▶ [Task to complete]
In the MCP checklist text below, quote word for word everything from "Mitigation strategies include" down to "server security guide.".

▶ [Text under study]
BEGIN
Mitigation strategies include scoping MCP servers to read-only operations by default, requiring explicit approval for write tools, and enforcing the principle of least privilege at the tool level. For a deeper discussion, see our MCP server security guide.
Your Next Move: An MCP Checklist for SaaS PMs
MCP is not a future consideration. Every major AI provider already supports it, and the integration work done once transfers across all compliant providers. Here's a practical checklist to bring to your next planning cycle:
- Audit your API surface. Which resources do your enterprise customers most want AI agents to access? Contacts, deals, tickets, invoices — start with the 20% of endpoints that cover 80% of use cases.
- Assess build vs. buy. If your team has capacity for 3–6 months of MCP infrastructure work (OAuth management, rate limiting, pagination, security) — and MCP is core to your product — build it. If not, evaluate managed providers.
- Define your security posture. Decide which operations should be read-only for AI agents. Set tool-level permissions before you ship anything.
- Talk to your enterprise customers. Ask which AI platforms they're adopting. If the answer is Claude, ChatGPT, or Copilot — they're all MCP-compatible. The demand signal is already there.
END
▶ [Record extracts]
BEGIN
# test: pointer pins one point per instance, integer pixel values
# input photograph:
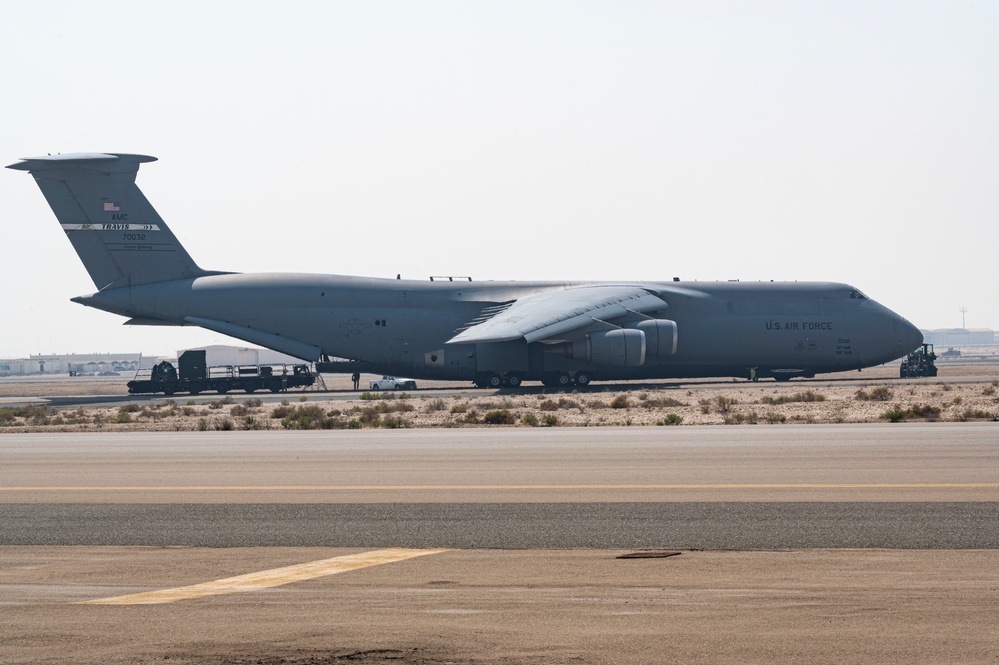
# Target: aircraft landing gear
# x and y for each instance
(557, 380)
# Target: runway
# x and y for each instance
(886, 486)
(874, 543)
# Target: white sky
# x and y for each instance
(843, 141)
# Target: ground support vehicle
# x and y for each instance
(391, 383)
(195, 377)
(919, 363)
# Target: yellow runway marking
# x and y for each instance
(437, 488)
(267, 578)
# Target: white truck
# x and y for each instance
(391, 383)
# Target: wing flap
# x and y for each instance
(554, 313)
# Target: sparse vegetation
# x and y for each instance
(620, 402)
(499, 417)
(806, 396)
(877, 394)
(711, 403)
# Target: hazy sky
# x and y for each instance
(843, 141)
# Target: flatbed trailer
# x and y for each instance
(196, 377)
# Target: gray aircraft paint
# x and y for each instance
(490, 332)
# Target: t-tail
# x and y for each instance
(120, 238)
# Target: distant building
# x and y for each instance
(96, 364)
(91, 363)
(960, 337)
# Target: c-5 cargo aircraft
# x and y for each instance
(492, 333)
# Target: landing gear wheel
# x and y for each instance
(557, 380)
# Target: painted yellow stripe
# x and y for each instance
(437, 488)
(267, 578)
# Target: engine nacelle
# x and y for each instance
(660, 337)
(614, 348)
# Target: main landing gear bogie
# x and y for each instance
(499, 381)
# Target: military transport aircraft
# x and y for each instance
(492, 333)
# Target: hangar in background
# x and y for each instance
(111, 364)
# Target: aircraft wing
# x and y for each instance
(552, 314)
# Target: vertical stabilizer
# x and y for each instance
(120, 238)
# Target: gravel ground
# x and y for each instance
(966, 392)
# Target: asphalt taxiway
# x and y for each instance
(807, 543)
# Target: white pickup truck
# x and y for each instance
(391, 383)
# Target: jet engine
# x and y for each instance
END
▶ [Solved problem]
Mitigation strategies include scoping MCP servers to read-only operations by default, requiring explicit approval for write tools, and enforcing the principle of least privilege at the tool level. For a deeper discussion, see our MCP server security guide.